» **Available data**

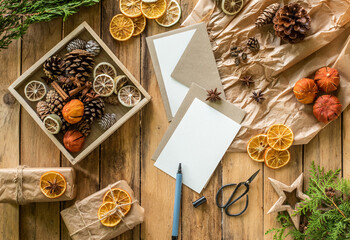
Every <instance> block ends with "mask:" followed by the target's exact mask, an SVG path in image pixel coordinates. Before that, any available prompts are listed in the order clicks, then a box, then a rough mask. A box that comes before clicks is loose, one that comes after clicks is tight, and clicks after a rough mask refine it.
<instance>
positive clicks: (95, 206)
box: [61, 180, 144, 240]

---

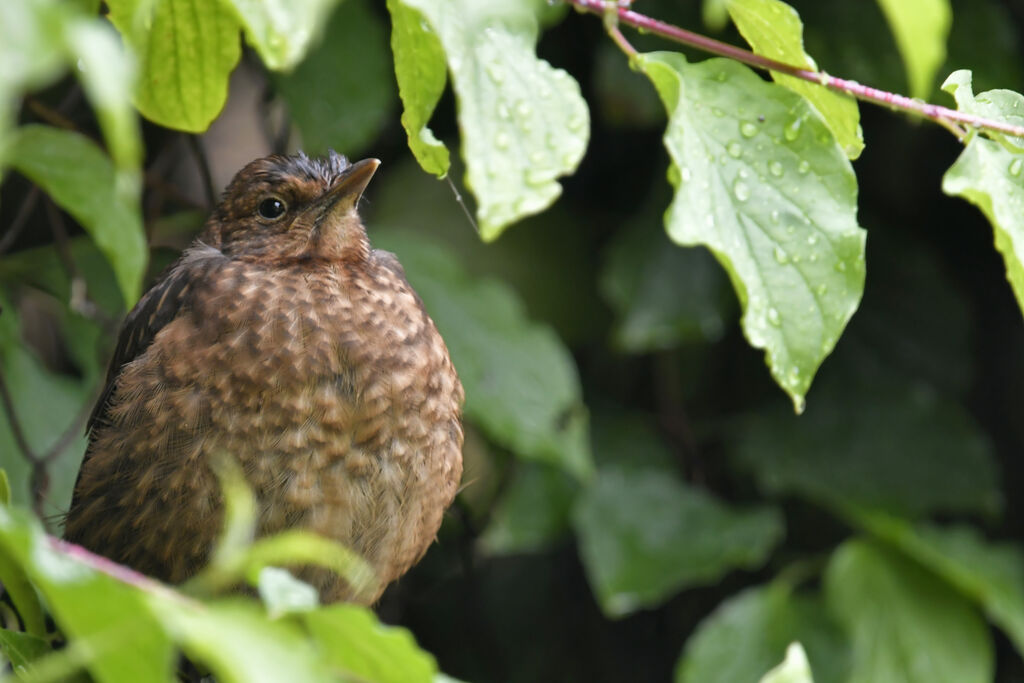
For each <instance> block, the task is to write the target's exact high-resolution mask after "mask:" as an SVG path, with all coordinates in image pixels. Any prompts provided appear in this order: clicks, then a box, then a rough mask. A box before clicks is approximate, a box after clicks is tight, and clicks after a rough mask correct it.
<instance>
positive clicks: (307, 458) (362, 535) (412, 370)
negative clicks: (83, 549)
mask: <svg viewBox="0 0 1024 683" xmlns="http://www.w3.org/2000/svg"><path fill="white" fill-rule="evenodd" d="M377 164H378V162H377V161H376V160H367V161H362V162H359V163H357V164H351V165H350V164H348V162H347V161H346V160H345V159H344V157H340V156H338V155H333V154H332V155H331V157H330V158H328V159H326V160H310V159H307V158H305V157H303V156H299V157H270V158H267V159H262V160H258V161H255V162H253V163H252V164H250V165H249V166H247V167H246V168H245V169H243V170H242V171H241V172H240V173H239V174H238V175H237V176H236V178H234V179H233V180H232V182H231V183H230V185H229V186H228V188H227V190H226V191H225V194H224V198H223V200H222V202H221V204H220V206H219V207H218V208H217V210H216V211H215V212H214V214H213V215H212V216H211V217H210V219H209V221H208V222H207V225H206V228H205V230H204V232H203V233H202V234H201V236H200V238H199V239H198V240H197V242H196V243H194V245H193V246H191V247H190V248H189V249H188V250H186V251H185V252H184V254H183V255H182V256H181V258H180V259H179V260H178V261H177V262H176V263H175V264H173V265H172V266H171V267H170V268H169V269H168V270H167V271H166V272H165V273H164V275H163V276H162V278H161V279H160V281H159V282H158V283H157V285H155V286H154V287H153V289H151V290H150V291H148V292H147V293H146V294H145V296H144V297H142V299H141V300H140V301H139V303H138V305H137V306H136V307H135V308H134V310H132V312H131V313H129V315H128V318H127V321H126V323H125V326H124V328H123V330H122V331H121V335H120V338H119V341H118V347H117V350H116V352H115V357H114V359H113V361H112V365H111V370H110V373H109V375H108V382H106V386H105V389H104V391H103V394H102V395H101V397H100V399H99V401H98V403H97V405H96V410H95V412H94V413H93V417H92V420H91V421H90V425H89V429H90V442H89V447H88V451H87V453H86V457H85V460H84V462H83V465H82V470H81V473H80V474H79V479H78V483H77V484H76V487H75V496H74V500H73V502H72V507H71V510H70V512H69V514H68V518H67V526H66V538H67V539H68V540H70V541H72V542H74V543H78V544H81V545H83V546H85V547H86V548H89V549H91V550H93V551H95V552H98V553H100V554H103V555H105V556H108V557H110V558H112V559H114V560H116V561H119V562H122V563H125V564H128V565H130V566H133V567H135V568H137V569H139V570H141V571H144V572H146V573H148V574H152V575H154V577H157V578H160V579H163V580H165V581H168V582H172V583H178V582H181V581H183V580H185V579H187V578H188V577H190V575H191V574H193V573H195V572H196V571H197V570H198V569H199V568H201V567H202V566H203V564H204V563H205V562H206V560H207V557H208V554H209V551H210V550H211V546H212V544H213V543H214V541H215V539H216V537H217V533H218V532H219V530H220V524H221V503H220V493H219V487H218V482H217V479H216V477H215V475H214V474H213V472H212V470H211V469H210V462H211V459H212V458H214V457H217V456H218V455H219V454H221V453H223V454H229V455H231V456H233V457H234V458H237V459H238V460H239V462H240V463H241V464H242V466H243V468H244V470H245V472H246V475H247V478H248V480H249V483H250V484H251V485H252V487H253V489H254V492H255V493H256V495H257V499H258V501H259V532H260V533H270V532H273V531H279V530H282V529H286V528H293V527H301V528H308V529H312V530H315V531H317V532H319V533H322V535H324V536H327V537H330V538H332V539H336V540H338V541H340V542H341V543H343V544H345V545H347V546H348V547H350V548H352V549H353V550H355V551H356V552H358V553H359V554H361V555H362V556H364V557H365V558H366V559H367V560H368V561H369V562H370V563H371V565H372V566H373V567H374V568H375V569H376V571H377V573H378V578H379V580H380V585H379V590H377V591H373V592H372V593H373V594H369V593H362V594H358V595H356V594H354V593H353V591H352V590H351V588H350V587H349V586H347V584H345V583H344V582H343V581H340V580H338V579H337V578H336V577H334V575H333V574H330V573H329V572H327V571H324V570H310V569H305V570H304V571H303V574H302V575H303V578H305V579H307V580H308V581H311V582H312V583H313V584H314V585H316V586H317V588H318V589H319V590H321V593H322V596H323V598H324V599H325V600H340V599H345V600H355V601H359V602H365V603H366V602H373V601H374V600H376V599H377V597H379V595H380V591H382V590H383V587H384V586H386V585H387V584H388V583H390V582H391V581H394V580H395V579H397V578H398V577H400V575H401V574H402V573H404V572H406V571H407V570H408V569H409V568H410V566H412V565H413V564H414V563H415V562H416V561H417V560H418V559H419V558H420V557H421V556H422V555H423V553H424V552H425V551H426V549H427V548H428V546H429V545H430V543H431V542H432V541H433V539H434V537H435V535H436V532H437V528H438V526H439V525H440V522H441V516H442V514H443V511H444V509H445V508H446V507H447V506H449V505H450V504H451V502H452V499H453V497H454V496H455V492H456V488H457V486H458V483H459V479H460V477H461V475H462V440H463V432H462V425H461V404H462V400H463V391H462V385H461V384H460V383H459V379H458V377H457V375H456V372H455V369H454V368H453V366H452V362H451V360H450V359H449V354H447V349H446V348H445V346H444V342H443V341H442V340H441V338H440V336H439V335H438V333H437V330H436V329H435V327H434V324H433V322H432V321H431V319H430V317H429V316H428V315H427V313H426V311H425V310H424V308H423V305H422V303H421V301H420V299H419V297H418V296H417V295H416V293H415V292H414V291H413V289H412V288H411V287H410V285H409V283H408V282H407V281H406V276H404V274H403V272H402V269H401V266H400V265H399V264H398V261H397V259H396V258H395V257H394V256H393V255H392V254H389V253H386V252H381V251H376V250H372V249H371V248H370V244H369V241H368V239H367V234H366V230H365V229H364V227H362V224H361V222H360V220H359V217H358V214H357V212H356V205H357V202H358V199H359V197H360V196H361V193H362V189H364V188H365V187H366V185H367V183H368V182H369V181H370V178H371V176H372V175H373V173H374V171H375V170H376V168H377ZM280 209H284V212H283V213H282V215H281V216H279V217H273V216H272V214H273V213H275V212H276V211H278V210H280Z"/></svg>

* * *

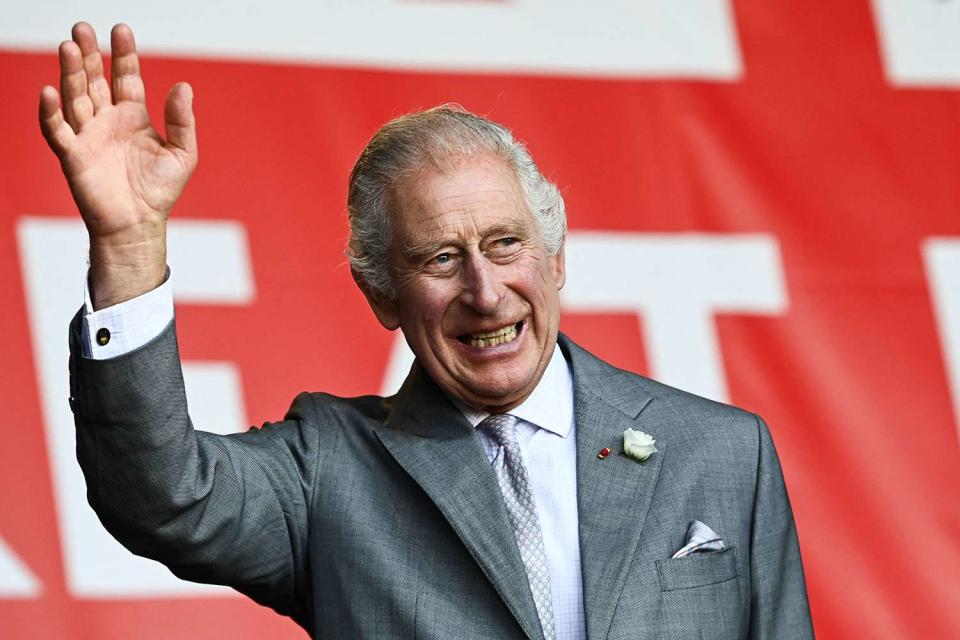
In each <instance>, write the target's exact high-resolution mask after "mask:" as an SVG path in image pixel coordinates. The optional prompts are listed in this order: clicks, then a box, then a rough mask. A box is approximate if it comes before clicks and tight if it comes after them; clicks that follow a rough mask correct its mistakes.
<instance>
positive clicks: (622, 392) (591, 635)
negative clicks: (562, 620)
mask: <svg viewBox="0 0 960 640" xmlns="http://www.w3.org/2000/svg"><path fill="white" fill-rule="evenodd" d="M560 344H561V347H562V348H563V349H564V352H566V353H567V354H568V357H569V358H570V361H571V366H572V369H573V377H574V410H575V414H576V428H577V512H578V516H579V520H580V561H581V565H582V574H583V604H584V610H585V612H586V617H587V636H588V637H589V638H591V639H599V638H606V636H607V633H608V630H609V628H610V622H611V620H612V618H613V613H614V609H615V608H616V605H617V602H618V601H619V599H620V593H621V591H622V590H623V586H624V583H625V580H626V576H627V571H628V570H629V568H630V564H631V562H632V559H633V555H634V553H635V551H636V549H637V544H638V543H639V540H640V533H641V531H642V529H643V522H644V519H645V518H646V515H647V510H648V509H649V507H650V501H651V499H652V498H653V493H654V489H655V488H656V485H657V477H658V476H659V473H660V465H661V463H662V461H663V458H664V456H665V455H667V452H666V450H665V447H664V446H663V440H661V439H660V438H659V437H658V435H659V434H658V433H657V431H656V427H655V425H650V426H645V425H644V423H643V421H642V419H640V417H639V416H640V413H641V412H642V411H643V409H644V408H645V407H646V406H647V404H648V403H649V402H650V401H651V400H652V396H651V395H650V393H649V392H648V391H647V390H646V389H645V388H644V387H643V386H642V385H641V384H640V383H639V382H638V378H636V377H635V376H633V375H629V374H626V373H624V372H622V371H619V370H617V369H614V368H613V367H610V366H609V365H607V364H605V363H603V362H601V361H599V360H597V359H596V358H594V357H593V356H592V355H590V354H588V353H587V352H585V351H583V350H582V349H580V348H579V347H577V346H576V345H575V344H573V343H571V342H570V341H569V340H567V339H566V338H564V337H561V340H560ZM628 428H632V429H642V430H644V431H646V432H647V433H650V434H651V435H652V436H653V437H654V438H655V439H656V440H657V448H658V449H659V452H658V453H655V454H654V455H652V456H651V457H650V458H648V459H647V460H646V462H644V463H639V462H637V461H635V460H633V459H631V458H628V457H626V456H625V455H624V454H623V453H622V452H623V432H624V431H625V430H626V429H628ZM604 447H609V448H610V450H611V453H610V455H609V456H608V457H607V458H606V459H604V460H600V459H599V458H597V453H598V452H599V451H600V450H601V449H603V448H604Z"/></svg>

» **Work task**
Among the entries, copy every line containing the word "exact".

» **Response**
Every <instance> block ends with "mask:" followed by the target's exact mask, an SVG path in image pixel coordinates. Before that, any available prompts are listed in the order clicks, then a box, then a rough mask. A box that comes before clicks is loose, one that comes after clicks is tight, and clicks after a rough mask refine it.
For each <instance> block, the task is to write the target's exact high-resolution mask after "mask:" as an SVG path, with all coordinates in image pixels. Any prompts provided appear in this order: clicks, then a box, then a rough mask. A box before clicks is approximate, a box after clicks is tight, and clicks after a rough mask correct it.
In each <instance>, write the target's exact high-resolution mask after "mask:" as an SVG path in image pixel coordinates. The optional prompts are listed in this order: clicks, then a box, then a rough mask. A box is approximate if it comes before clicks and tight if it comes after them; clicks that follow a rough mask correct its mistakes.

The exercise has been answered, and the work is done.